▸ **Exercise description**
Identify the line that contains "the white vehicle" in the material. Output it and every line after it, unchanged, through the end.

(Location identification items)
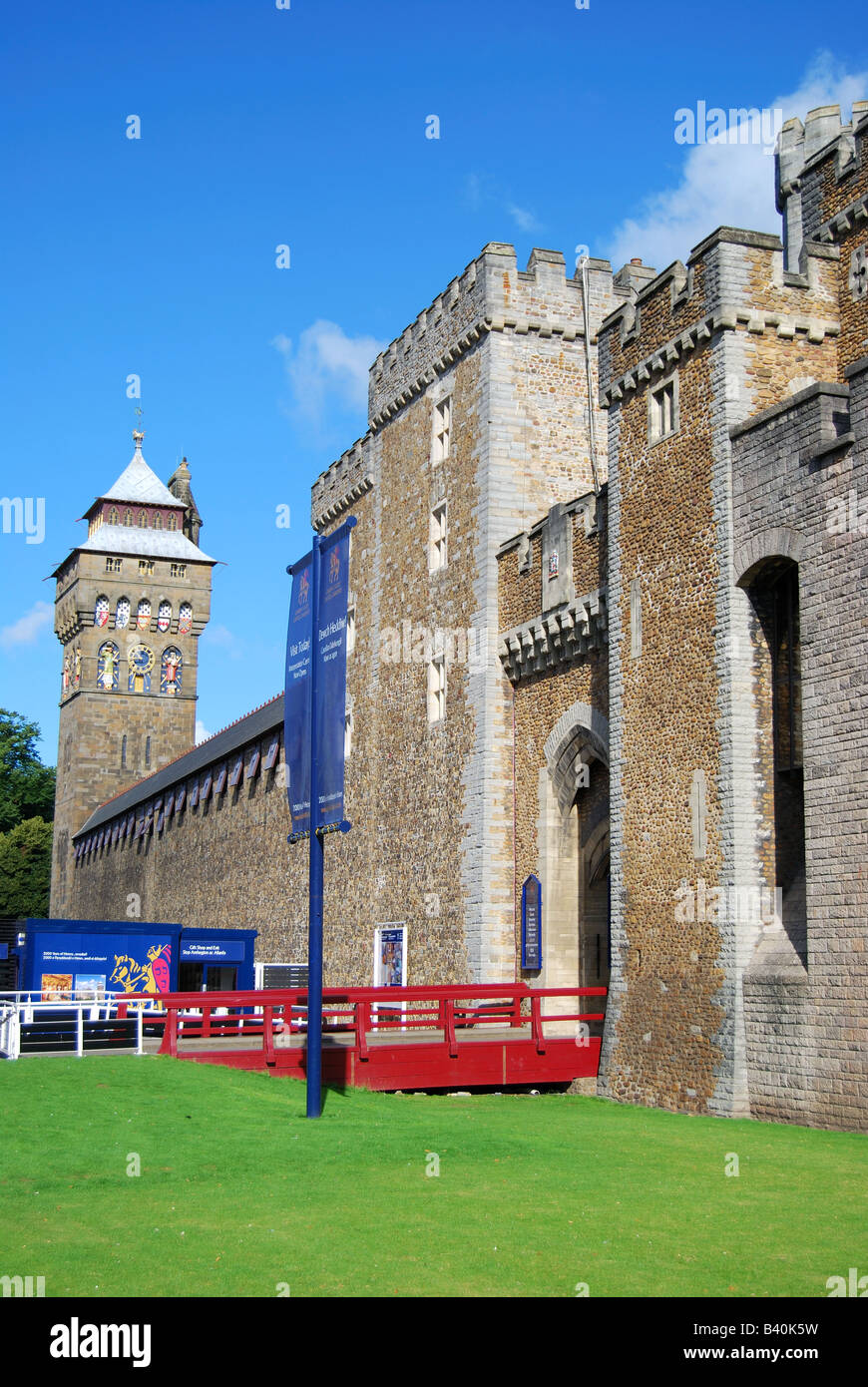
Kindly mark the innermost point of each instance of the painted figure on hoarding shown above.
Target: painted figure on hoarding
(109, 661)
(170, 682)
(152, 977)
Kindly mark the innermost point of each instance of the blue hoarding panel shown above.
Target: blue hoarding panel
(66, 964)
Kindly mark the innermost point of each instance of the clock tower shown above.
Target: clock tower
(131, 605)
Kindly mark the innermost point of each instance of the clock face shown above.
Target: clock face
(141, 659)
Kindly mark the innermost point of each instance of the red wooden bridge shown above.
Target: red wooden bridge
(393, 1038)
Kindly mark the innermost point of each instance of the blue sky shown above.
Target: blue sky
(306, 127)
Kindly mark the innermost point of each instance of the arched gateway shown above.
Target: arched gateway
(573, 836)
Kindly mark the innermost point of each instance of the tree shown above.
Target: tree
(25, 870)
(27, 786)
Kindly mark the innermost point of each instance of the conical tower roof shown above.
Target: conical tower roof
(138, 483)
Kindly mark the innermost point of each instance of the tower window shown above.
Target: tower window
(437, 689)
(437, 539)
(663, 411)
(443, 429)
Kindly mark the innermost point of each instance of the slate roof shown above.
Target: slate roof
(216, 749)
(142, 486)
(152, 544)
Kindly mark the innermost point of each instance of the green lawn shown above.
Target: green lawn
(238, 1191)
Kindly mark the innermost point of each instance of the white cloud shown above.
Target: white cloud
(327, 368)
(728, 185)
(224, 639)
(525, 221)
(27, 629)
(481, 191)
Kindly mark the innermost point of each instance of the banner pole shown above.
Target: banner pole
(315, 877)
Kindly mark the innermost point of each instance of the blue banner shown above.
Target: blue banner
(322, 636)
(330, 654)
(531, 924)
(295, 711)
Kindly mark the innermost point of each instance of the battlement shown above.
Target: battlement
(808, 192)
(733, 279)
(341, 484)
(493, 294)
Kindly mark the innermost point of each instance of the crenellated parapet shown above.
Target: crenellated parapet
(341, 484)
(820, 175)
(493, 294)
(733, 280)
(555, 639)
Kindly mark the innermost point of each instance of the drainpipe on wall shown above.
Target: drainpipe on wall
(591, 437)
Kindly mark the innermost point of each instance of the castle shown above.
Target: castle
(607, 629)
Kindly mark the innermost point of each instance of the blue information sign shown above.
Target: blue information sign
(531, 924)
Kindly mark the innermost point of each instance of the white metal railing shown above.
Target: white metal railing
(10, 1032)
(20, 1009)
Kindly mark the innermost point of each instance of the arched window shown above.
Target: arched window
(774, 594)
(109, 661)
(170, 680)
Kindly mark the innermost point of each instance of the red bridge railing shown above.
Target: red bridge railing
(369, 1013)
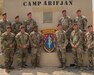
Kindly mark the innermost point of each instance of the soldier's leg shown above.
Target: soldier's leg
(63, 58)
(38, 58)
(6, 57)
(25, 57)
(11, 58)
(90, 57)
(74, 52)
(59, 53)
(79, 56)
(20, 58)
(33, 57)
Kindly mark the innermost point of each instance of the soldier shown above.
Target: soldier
(76, 42)
(61, 42)
(8, 45)
(22, 39)
(29, 23)
(90, 45)
(4, 22)
(66, 22)
(16, 25)
(82, 22)
(36, 44)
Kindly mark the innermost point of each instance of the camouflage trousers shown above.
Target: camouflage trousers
(61, 55)
(35, 57)
(90, 56)
(22, 55)
(77, 56)
(8, 57)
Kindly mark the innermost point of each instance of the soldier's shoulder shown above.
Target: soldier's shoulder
(3, 34)
(32, 33)
(26, 33)
(18, 34)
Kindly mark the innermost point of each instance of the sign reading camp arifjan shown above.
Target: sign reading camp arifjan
(47, 13)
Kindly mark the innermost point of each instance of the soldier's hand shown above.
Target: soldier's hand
(10, 45)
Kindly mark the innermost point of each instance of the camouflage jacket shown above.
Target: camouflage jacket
(76, 38)
(66, 22)
(36, 39)
(81, 21)
(22, 39)
(7, 39)
(3, 25)
(90, 40)
(60, 38)
(15, 27)
(29, 25)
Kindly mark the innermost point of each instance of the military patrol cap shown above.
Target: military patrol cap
(4, 14)
(29, 13)
(78, 11)
(16, 17)
(22, 26)
(59, 25)
(63, 11)
(89, 26)
(8, 27)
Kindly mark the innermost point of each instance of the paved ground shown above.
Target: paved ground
(48, 71)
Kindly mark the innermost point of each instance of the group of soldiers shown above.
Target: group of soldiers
(23, 37)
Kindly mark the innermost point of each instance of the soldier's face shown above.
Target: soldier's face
(29, 16)
(9, 30)
(4, 17)
(59, 27)
(90, 29)
(17, 19)
(78, 13)
(64, 13)
(22, 29)
(75, 27)
(36, 29)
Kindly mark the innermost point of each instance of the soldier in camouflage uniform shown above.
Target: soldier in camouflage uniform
(4, 22)
(66, 22)
(16, 25)
(8, 45)
(29, 23)
(61, 42)
(22, 39)
(82, 22)
(90, 45)
(36, 39)
(77, 48)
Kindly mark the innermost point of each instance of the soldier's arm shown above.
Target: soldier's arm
(85, 23)
(80, 40)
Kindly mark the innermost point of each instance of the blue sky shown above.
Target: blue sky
(93, 4)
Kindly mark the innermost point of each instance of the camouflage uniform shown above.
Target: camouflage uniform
(36, 44)
(22, 39)
(3, 25)
(61, 42)
(67, 27)
(76, 39)
(6, 40)
(15, 27)
(29, 25)
(81, 21)
(90, 47)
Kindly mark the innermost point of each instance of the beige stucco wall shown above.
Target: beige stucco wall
(15, 7)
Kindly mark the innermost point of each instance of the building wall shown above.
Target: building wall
(16, 7)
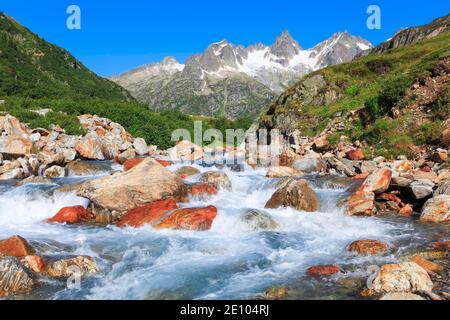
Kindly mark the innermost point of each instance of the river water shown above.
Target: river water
(231, 261)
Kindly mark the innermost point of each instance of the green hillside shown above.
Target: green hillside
(394, 100)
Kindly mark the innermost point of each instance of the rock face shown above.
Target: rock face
(368, 247)
(295, 194)
(193, 219)
(65, 268)
(226, 72)
(436, 209)
(405, 277)
(14, 278)
(149, 214)
(218, 179)
(259, 220)
(71, 215)
(115, 195)
(281, 172)
(15, 247)
(318, 271)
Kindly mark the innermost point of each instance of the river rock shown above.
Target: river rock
(117, 194)
(193, 219)
(295, 194)
(318, 271)
(368, 247)
(378, 182)
(14, 278)
(65, 268)
(71, 215)
(203, 190)
(356, 154)
(218, 179)
(90, 148)
(436, 209)
(149, 214)
(186, 172)
(35, 264)
(421, 189)
(259, 220)
(15, 146)
(140, 146)
(54, 172)
(443, 188)
(404, 277)
(402, 296)
(361, 203)
(281, 172)
(15, 246)
(310, 165)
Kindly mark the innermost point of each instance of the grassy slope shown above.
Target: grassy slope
(361, 81)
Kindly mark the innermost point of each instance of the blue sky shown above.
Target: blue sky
(118, 35)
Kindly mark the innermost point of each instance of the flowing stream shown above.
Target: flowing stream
(231, 261)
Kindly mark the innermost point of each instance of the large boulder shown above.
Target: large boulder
(140, 146)
(368, 247)
(14, 278)
(404, 277)
(15, 246)
(218, 179)
(259, 220)
(310, 165)
(15, 145)
(281, 172)
(378, 182)
(71, 215)
(436, 209)
(149, 214)
(65, 268)
(194, 219)
(113, 196)
(295, 194)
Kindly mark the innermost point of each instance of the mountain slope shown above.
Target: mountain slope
(231, 80)
(395, 101)
(32, 67)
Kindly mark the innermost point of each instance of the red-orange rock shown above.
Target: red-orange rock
(406, 211)
(198, 219)
(318, 271)
(15, 247)
(149, 214)
(164, 163)
(442, 245)
(131, 163)
(71, 215)
(356, 154)
(427, 265)
(368, 247)
(203, 189)
(35, 264)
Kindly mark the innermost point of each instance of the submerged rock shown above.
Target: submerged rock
(436, 209)
(368, 247)
(115, 195)
(404, 277)
(15, 246)
(71, 215)
(281, 172)
(318, 271)
(65, 268)
(295, 194)
(194, 219)
(14, 278)
(259, 220)
(149, 214)
(218, 179)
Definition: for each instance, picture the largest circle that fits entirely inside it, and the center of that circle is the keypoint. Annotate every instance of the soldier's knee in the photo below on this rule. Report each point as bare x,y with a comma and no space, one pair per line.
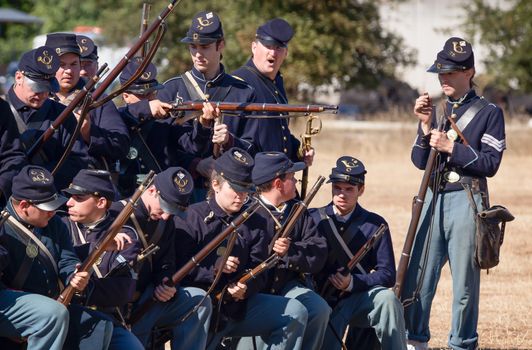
297,311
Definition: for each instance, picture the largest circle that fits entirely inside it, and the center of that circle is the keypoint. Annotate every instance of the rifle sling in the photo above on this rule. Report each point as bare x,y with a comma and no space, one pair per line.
36,123
274,91
25,236
471,112
342,241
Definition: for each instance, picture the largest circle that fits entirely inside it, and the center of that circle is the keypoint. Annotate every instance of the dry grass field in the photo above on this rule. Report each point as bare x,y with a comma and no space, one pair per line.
506,293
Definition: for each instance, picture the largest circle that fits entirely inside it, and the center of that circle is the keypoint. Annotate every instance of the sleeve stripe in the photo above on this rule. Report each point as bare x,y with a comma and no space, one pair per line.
499,145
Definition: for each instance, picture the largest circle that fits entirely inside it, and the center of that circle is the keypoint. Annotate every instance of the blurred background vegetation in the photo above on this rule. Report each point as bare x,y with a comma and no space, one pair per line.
338,43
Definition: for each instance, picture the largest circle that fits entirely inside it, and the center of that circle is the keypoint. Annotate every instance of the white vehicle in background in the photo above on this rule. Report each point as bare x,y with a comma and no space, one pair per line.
109,54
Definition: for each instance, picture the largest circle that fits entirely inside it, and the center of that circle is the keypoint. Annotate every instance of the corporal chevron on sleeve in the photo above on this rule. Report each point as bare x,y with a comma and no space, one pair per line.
499,145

▸ **Finished answer**
Definition: for each instance, picture the largest circle that fits entirely inside it, and the center of that circle is the keypoint. Annotate every instance of the white vehicle in background in the photo above on this rule. Report each point as bare x,y with a comma and no space, one pair per line.
109,54
Definition: for each instance, picture the largest circle that fits entirely inside it, and the center of that circle is the keypoint. Annotate every instance of the corporal chevron on sleeve in the photo above on this rule. Report each point as bare x,y with a comma and no space, one pair per line.
499,145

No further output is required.